(Trecho do documento)
⟨
Talvez isso tudo se explique melhor por “Todos Nós Desconhecidos” ser filme baseado em uma obra japonesa, no livro de Taichi Yamada, “Strangers (Estranhos)”, de 1987, visto que toda essa narrativa fantasiosa cria uma surreal viagem de permissão existencial ao vagar no passado para reconstruir a dor. Aqui, não há importância se é realidade, fábula, “vida real” e/ou ficção. Nós somos convidados a embarcar em uma psicanalítica imersão na mente da protagonista, que evoca e personaliza seus amores, sua família, suas culpas, suas defesas, seus medos e suas lembranças felizes. Ao trazer de volta à vida seus “fantasmas”, nossa personagem consegue transitar dentro e fora de seus refúgios criados. Em “Todos Nós Desconhecidos” não há limites, tabus, politicamente incorretos, até porque tudo é um “bagunçado” e brainstorm fluxo constante de pensamentos e sensações. Nesta trama, o filho pode ter tesão reprimido do pai, sentir incompleto por causa do mãe, afastar-se dos match por questões de saúde. Assim, camadas e mais camadas são não só abordadas como se alimentam em co-dependências, em mundos seguros que todos nós (desconhecidos) mantemos em nossa mente e que de tempos em tempos a gente precisa visitá-los.
⟩
(Exercícios)
1. Localize na listagem todas as linhas que contêm a palavra "green" e copie cada uma delas. Maiúsculas e minúsculas fazem diferença.
2. Dê continuidade ao trecho acima sobre o filme “Todos Nós Desconhecidos”, começando logo após a última frase.

(Listagem de dados)
⟨
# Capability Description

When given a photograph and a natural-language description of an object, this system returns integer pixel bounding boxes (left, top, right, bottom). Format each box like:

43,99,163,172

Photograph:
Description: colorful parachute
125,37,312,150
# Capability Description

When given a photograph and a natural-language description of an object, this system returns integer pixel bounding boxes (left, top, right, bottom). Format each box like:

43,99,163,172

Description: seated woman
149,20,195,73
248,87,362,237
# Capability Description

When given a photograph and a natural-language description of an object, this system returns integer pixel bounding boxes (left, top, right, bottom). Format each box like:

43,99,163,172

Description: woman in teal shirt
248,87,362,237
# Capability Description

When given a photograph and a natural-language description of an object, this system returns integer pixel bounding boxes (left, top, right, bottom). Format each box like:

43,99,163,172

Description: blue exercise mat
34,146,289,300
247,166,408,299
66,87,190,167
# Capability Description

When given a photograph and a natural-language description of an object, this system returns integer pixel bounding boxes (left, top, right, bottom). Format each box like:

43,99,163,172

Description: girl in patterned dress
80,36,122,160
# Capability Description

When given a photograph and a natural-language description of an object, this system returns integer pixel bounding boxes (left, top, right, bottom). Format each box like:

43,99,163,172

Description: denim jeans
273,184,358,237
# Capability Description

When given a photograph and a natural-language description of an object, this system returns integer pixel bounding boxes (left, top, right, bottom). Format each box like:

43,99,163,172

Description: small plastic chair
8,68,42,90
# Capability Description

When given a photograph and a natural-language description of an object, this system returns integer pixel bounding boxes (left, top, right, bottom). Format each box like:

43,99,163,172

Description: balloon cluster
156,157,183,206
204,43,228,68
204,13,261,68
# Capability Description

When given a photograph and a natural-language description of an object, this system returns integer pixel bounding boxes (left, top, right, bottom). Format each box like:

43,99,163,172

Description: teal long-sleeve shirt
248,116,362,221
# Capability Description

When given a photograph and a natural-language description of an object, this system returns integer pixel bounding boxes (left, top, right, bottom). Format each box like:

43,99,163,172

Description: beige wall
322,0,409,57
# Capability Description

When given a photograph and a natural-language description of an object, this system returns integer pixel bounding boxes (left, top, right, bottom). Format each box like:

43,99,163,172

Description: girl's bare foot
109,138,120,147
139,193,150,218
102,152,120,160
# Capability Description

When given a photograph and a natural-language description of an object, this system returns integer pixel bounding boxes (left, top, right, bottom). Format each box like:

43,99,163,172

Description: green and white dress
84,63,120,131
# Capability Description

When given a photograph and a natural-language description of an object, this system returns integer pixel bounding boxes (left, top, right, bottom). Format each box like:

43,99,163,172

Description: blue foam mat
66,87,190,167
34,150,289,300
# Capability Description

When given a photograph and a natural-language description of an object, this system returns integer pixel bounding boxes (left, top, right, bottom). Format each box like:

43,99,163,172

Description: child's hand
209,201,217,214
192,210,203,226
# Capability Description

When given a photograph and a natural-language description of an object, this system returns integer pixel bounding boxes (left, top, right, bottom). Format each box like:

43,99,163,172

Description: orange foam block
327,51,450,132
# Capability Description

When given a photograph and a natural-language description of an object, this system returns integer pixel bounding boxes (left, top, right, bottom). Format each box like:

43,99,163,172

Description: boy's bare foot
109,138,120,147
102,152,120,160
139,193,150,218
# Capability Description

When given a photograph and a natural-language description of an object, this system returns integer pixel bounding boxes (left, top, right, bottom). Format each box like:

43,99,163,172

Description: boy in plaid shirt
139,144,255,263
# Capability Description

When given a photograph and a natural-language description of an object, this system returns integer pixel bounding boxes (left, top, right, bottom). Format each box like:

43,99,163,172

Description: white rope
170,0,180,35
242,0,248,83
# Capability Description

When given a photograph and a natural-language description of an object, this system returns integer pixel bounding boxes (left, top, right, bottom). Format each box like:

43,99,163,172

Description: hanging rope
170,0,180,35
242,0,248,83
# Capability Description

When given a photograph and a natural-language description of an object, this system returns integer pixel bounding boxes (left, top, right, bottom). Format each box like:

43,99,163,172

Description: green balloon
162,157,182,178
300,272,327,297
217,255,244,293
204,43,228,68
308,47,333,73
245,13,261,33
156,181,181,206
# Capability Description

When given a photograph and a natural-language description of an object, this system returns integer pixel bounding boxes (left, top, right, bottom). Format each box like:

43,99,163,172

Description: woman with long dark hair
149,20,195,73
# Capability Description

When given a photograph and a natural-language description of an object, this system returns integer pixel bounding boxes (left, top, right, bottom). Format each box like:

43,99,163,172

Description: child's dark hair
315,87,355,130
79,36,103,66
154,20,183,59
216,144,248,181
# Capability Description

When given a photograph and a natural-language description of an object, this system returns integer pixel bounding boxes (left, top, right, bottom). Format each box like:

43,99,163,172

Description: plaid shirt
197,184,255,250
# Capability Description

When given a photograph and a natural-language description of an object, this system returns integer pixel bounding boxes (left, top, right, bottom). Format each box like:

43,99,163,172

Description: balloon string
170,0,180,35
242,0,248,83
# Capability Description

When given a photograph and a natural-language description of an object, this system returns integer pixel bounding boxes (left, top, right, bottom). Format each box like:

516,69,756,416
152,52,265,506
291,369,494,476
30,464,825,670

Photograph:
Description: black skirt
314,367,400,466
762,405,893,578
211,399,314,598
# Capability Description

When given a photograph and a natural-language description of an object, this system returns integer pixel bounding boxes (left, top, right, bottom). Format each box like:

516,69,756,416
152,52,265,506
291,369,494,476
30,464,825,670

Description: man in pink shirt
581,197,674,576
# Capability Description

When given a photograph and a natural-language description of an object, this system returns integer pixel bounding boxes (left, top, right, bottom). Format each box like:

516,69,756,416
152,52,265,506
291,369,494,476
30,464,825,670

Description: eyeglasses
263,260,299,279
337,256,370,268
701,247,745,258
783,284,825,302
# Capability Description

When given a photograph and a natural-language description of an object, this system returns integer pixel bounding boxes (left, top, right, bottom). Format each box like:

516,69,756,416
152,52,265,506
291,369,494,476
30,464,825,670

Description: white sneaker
⟩
(Respostas em ordem)
1.
Description: green and white dress
Description: green balloon

2.
Dirigido pelo britânico Andrew Haigh (da série “Looking”, “Weekend”, “45 Anos”), “Todos Nós Desconhecidos” tem uma grande preocupação em traduzir detalhes, metáforas, queer style e sutilezas, talvez porque sofrer nos anos 80 é diferente do sofrer do agora. E lidar com o sexo também. Aqui, as cenas, ainda que não explícitas, conseguem o resultado extremamente realista-naturalista. Será loucura? Prolongar a vida de quem a gente ama em nosso mundo mental? Tanto faz. Quem tem o direito de dizer o que é certo ou errado no agir de nossas existências que estão “sempre fugindo”? Como disse, “Todos Nós Desconhecidos”, entre espectros, distâncias, febres e pousos, é um acerto de contas com as questões ainda não resolvidas e verdades não confessadas. Um juízo final para viver no andar de baixo ou subir para a cobertura, intercalando felicidades, decepções e o relacionamento perfeito que dura enquanto durar enquanto, vivo ou não, com ou não Pet Shop Boys e o “sempre estar na mente”. E “se parece real, é real”, até porque nossa vida na verdade é uma ilusão de ótica.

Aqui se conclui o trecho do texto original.